Text segment:
start
Report
Yousuf Hafuda
EUR 850.00 For Business Accounts Only

Morningstar | Downgrading CBRE and JLL Moat Ratings to Narrow After Taking a Fresh Look at Real Estate Services

After taking a fresh look at the real estate services industry, we are downgrading our moat ratings for CBRE and Jones Lang LaSalle from wide to narrow. We still believe these companies have robust competitive advantages because of their reputation-based intangible assets and switching costs, but we are no longer confident that excess returns will persist for 20 years. Both companies operate in a cyclical industry that is rapidly consolidating, raising the prospect that they will compete more directly once consolidation eventually stabilizes. We are also cautious about the potential effect technology might ultimately have on the broker/client relationship.
end
Problems to solve:
**a.** In the Morningstar report, what moat rating are CBRE and Jones Lang LaSalle being downgraded to?
**b.** Print the passage of the Morningstar report from "Morningstar | Downgrading" up to and including "the broker/client relationship.".

Extracted information:
start
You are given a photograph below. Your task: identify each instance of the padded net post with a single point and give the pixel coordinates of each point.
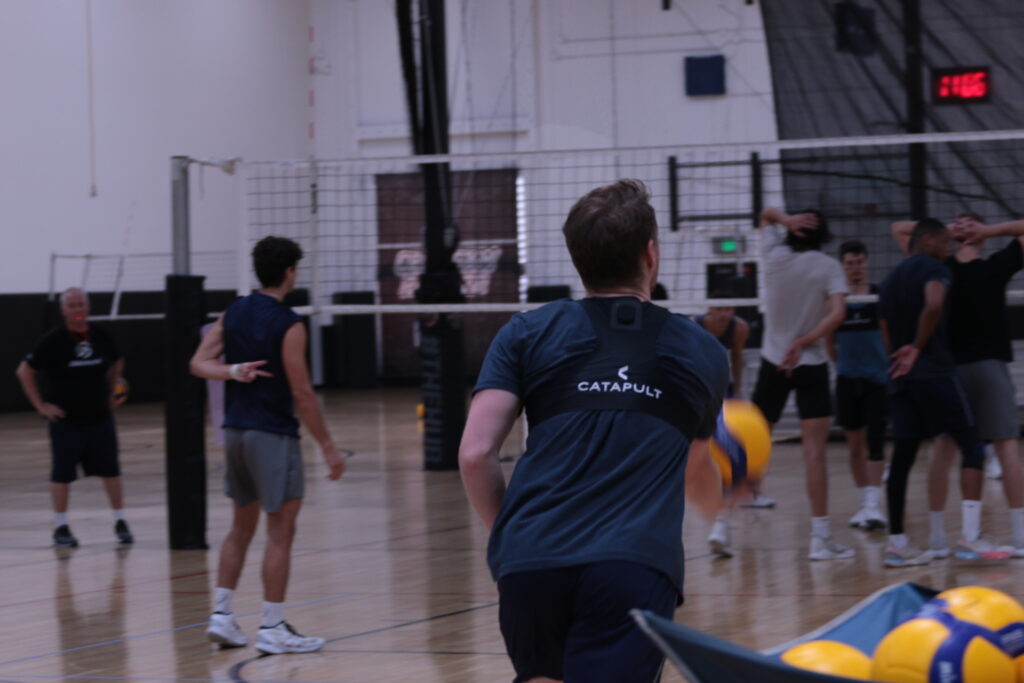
(184, 418)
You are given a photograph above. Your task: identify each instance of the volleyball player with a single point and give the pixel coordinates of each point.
(615, 389)
(927, 395)
(980, 345)
(805, 293)
(79, 364)
(264, 347)
(862, 372)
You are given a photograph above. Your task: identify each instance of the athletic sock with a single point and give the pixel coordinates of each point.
(222, 600)
(937, 522)
(971, 511)
(1017, 520)
(273, 613)
(871, 496)
(819, 527)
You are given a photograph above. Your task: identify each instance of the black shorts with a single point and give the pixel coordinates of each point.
(859, 402)
(572, 624)
(91, 444)
(927, 407)
(811, 383)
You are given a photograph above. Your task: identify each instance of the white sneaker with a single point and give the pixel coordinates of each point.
(904, 557)
(828, 549)
(758, 501)
(939, 547)
(875, 518)
(981, 551)
(224, 631)
(283, 639)
(993, 469)
(719, 540)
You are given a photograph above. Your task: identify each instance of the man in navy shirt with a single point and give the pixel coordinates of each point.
(263, 343)
(861, 375)
(927, 396)
(615, 389)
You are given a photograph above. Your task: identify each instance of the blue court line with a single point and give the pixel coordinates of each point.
(158, 633)
(236, 671)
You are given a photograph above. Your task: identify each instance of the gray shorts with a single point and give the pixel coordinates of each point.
(994, 400)
(262, 466)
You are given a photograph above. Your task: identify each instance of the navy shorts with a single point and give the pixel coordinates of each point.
(572, 624)
(810, 383)
(93, 445)
(926, 407)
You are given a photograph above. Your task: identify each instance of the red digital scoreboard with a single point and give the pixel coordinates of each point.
(961, 85)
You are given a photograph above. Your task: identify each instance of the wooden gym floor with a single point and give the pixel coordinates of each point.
(388, 565)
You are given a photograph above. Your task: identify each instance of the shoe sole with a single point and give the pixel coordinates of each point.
(223, 641)
(269, 649)
(825, 558)
(981, 559)
(720, 549)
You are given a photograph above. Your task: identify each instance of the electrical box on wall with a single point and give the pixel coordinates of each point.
(706, 75)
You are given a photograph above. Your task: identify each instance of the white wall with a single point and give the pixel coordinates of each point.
(542, 75)
(546, 75)
(189, 77)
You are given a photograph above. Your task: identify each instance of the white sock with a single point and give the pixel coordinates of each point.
(1017, 520)
(971, 511)
(871, 496)
(222, 600)
(898, 541)
(273, 613)
(819, 526)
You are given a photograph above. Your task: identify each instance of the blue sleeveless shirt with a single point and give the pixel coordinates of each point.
(254, 330)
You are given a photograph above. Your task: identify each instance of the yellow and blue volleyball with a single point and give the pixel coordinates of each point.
(990, 608)
(741, 444)
(941, 648)
(120, 390)
(829, 656)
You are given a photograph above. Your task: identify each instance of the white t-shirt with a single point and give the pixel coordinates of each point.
(797, 288)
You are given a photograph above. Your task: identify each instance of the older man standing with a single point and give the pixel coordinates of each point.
(79, 364)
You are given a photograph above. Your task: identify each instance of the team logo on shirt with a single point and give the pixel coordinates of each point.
(83, 349)
(625, 386)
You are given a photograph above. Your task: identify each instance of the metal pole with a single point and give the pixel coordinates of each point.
(179, 216)
(673, 195)
(913, 82)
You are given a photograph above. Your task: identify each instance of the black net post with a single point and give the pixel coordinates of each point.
(183, 416)
(443, 387)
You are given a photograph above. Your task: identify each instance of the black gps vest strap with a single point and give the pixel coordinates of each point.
(623, 373)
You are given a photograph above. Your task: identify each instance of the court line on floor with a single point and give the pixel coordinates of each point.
(236, 671)
(162, 632)
(295, 556)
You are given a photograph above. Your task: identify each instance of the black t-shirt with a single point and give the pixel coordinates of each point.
end
Responses per task:
**a.** Narrow, down from wide.

**b.**
Morningstar | Downgrading CBRE and JLL Moat Ratings to Narrow After Taking a Fresh Look at Real Estate Services

After taking a fresh look at the real estate services industry, we are downgrading our moat ratings for CBRE and Jones Lang LaSalle from wide to narrow. We still believe these companies have robust competitive advantages because of their reputation-based intangible assets and switching costs, but we are no longer confident that excess returns will persist for 20 years. Both companies operate in a cyclical industry that is rapidly consolidating, raising the prospect that they will compete more directly once consolidation eventually stabilizes. We are also cautious about the potential effect technology might ultimately have on the broker/client relationship.